Predicting US Census Data with XGBoost

R
Exploratory Data Analysis
Hackathon
XGBoost
Gradient Boosted Trees
Using US Census data to predict whether or not someone has an annual income of more than $50,000.
Author

Ashley Russell

1 Introduction

This project is my final assignment for MAT-427: Statistical Machine Learning, where we were tasked with using data from the U.S. Census Bureau to predict whether or not someone earns more than $50,000 annually. This project is a hackathon, meaning I had to make trade-offs between accuracy and interpretability. Since accuracy is arguably most important in a hackathon, it was prioritized over interpretability (most evident in the “Final Thoughts” section).

1.1 Rationale

Since accuracy was my highest priority, I used gradient boosted trees (XGBoost in particular) for my model. XGBoost is widely used in competitive machine learning for its ability to efficiently model complex nonlinear relationships while handling missing data and feature interactions with minimal preprocessing.

━━━━

_Goal A_
In the project write-up, for which course was the project completed as the final assignment?
_Goal B_
Write out the passage of the project write-up between "Ashley Russell" and "with minimal preprocessing.", inclusive.
_Goal C_
Render this sentence from the project write-up in Spanish: "This project is a hackathon, meaning I had to make trade-offs between accuracy and interpretability."
None of the records is needed for this work.

━━━━

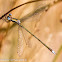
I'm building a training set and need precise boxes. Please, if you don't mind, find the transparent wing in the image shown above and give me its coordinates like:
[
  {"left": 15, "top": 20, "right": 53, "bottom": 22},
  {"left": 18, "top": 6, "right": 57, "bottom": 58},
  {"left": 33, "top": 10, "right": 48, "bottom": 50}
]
[{"left": 17, "top": 26, "right": 25, "bottom": 56}]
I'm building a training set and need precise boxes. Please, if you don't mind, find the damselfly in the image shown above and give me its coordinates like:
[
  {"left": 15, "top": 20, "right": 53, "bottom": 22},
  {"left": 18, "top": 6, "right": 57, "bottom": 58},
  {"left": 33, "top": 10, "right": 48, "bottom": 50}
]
[{"left": 0, "top": 0, "right": 58, "bottom": 54}]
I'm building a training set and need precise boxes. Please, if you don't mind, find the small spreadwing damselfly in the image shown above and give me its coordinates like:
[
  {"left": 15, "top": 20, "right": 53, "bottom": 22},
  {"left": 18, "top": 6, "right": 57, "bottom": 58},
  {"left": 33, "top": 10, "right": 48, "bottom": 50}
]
[{"left": 0, "top": 0, "right": 56, "bottom": 54}]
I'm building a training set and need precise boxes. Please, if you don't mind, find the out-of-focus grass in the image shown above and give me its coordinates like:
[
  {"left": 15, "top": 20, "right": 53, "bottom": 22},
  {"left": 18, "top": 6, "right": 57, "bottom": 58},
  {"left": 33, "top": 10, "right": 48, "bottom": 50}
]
[{"left": 53, "top": 45, "right": 62, "bottom": 62}]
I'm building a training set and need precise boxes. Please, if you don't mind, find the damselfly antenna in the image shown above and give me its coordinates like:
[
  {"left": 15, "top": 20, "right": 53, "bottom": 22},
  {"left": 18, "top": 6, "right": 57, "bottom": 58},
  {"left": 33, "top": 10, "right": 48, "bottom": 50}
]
[{"left": 7, "top": 13, "right": 56, "bottom": 54}]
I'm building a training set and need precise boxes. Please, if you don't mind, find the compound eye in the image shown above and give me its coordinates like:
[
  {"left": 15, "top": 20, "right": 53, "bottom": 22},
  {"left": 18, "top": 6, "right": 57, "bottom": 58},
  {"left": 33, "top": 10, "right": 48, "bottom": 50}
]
[
  {"left": 9, "top": 14, "right": 12, "bottom": 16},
  {"left": 7, "top": 17, "right": 11, "bottom": 20}
]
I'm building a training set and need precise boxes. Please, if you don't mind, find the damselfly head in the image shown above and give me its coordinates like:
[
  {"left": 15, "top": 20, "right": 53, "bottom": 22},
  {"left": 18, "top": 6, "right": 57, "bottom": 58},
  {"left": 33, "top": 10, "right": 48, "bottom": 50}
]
[{"left": 9, "top": 14, "right": 12, "bottom": 16}]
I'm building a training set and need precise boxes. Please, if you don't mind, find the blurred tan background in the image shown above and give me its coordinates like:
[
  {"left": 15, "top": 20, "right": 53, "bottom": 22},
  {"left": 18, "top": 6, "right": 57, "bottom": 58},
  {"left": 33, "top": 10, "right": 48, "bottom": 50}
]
[{"left": 0, "top": 0, "right": 62, "bottom": 62}]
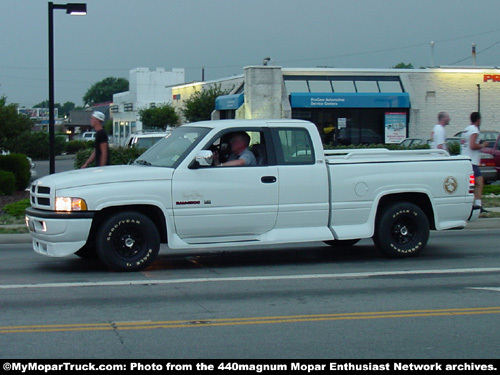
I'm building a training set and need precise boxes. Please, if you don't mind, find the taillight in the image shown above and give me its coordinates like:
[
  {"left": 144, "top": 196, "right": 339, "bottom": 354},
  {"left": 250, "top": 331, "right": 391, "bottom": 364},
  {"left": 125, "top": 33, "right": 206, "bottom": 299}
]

━━━━

_Exercise solution A_
MAT-427: Statistical Machine Learning.

_Exercise solution B_
Ashley Russell

1 Introduction

This project is my final assignment for MAT-427: Statistical Machine Learning, where we were tasked with using data from the U.S. Census Bureau to predict whether or not someone earns more than $50,000 annually. This project is a hackathon, meaning I had to make trade-offs between accuracy and interpretability. Since accuracy is arguably most important in a hackathon, it was prioritized over interpretability (most evident in the “Final Thoughts” section).

1.1 Rationale

Since accuracy was my highest priority, I used gradient boosted trees (XGBoost in particular) for my model. XGBoost is widely used in competitive machine learning for its ability to efficiently model complex nonlinear relationships while handling missing data and feature interactions with minimal preprocessing.

_Exercise solution C_
Este proyecto es un hackatón, lo que significa que tuve que hacer concesiones entre la precisión y la interpretabilidad.